→ **TO DO**
**A)** In the passage on evaluative experience in insects, list every cited work by its author-and-year citation.
**B)** Resume the passage on evaluative experience in insects, starting after its final sentence.

→ **EXTRACTED TEXT**
::::::::

Evaluative Experience

In order to make his case for a potential separation of the evaluative and sensory sides of experience in insects, Godfrey-Smith draws on an old but influential mini-review by Eisemann et al. (1984) in order to establish that “all known insects appear completely unconcerned about even severe body damage. Wound-tending has never been seen in an insect, and after injury these animals just continue, as best they can, with the behavior appropriate to the circumstances” (Godfrey-Smith 2020b, pp. 1153–1154). But this is partially a misrepresentation of even this early work on the possibility of insect pain. Indeed, Eisemann et al. (1984) cite early experimental work by the German zoologist Erwin Hentschel (known in Germany as the “bee professor”Footnote 7) that showed grooming activity in response to damage (Hentschel et al. 1982) as something to be explained. They explicitly recognize an “increase in both general grooming activity and specific grooming of a wound site observed after experimental puncturing of the abdominal wall of the cockroach Periplaneta americana (L.)” (1982, p. 166).

::::::::

[Rows from a pointing dataset]
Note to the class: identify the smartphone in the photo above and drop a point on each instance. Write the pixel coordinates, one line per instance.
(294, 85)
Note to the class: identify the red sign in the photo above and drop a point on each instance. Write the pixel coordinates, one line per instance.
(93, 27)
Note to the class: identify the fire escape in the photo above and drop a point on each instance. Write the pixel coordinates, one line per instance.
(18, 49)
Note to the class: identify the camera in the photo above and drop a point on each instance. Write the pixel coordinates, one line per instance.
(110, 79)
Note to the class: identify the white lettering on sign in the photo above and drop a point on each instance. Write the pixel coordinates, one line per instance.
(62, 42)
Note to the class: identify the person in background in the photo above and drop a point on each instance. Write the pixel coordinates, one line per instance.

::::::::

→ **TASK RESULTS**
**A)** Eisemann et al. (1984); Godfrey-Smith (2020b); Hentschel et al. (1982)

**B)**
While it is true that Eisemann et al. (1984) argue that insects do not feel pain, they do so in a very measured way, only stating that “the evidence from consideration of the adaptive role of pain, the neural organisation of insects and observations of their behavior does not appear to support the occurrence in insects of a pain state, such as occurs in humans” (p. 167). That they see the evidence as far from conclusive is also emphasized by their call to endorse Wigglesworth’s earlier

recommendation that insects have their nervous systems inactivated prior to traumatizing manipulation. This procedure not only facilitates handling, but also guards against the remaining possibility of pain infliction and, equally important, helps to preserve in the experimenter an appropriately respectful attitude towards living organisms whose physiology, though different, and perhaps simpler than our own, is as yet far from completely understood. (Eisemann et al. 1984, p. 167)Footnote 8

This makes it somewhat puzzling as to why Godfrey-Smith (2020a) similarly repeats his assertion in Metazoa that “insects have still never been observed tending and grooming injuries; that claim from the old no-pain paper still holds up” (pp. 211–212).Footnote 9 Just because insects have not been shown to engage in sophisticated “protective behavior towards injured body parts, such as by limping after leg injury or declining to feed or mate because of general abdominal injuries” (Eisemann et al. 1984, p. 166) does not mean that no grooming-like behavior has been observed—even if it could be explained in a way unrelated to pain. The way Eisemann et al. (1984) deal with Hentschel’s observations is to point out the “contra-adaptiveness of this response in relation to wound healing” (p. 166). But we have to distinguish the adaptive value of such behavior from its support for the presence of subjective experience. It may very well be the case that not all grooming behavior is adaptive, no less so than itching or scratching of human wounds is. Pain could be invoked as a cause as long as a general negative valence exists regarding damage or potential damage. Indeed, this might even be seen as supporting the presence of negative valence as opposed to a mere “mechanical” response.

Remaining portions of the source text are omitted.